(Exercise directions): Write the entries again exactly, with no line missing.

(Material supplied begins)

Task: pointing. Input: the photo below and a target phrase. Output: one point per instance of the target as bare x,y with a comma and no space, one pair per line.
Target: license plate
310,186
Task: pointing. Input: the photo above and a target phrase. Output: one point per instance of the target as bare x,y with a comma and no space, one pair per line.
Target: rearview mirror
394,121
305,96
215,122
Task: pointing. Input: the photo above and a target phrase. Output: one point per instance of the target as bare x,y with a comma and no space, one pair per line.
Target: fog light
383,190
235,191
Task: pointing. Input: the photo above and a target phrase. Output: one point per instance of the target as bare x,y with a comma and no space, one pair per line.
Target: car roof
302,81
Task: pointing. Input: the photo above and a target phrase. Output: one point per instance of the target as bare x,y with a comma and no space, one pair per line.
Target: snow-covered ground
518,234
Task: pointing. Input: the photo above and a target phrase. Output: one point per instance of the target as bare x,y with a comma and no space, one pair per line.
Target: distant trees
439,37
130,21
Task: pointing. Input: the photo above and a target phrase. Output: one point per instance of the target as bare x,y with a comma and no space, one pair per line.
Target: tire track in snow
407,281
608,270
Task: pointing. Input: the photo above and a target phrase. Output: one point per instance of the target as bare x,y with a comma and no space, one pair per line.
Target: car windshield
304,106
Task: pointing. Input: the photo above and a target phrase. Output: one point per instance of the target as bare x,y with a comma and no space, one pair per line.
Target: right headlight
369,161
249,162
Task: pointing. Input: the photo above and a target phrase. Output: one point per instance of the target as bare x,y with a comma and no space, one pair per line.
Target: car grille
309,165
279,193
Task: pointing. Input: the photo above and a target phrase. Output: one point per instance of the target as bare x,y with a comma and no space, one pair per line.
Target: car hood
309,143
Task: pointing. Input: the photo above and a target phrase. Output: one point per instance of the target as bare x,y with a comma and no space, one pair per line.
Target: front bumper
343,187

(Material supplied ends)

(Response below):
Task: pointing. Input: the photo below and a target phrase. Output: one point per instance of the target as bare x,y with a comma and no space, one pair per line.
Target: license plate
310,186
Task: pointing. Input: the photo above and a target phrase. Output: one point per instance of the target as bare x,y with a comma and no space, one pair per line.
Target: rearview mirror
394,121
305,96
215,122
Task: pointing. Input: the photo above and a target phrase. Output: one point per instance of the target as bare x,y with a comma and no space, one pair per line.
Target: fog light
383,190
235,191
Task: pointing. Input: the photo above and a target phrase. Output: one point per instance of the target as bare x,y with a comma and no space, one pair per line.
Target: car roof
302,81
Task: pointing. Input: the photo above and a target phrase. Output: one point per instance of the target as bare x,y with a comma and no space, one pair per line.
Target: snow-covered ground
518,234
Task: pointing. Input: the photo above and a target phrase. Output: one point per instance of the target as bare x,y with a comma and no space, one pair per line.
Target: distant trees
439,37
130,21
Task: pointing. Input: the photo above and a target phrase. Output: one point per instance of the target as bare x,y with a comma and no space, one pair per line.
Target: tire track in snow
407,281
608,270
Task: pointing. Input: the photo above and a target phrase. Output: one point per instance of the target as bare x,y with a comma and no space, one pair per line.
Target: car windshield
304,106
Task: pointing. Input: the photo above and a target phrase. Output: one point per instance of the target as bare x,y with a comma and no space, one pair per line.
Target: right headlight
369,161
249,162
Task: pointing. Input: the photo above and a target phrase. Output: one point per instance of the target as bare x,y with a comma and no space, one pair per line.
Target: car grille
309,165
279,193
Task: pointing. Input: the photo above and a target phrase. Output: one point per instance of the target as bare x,y with a comma and no space, one pair per line.
Target: car hood
309,143
Task: pointing. Input: the photo above and a target phrase. Output: one point per instance of the target as bare x,y with a comma and no space, one pair per line.
Target: front bumper
343,187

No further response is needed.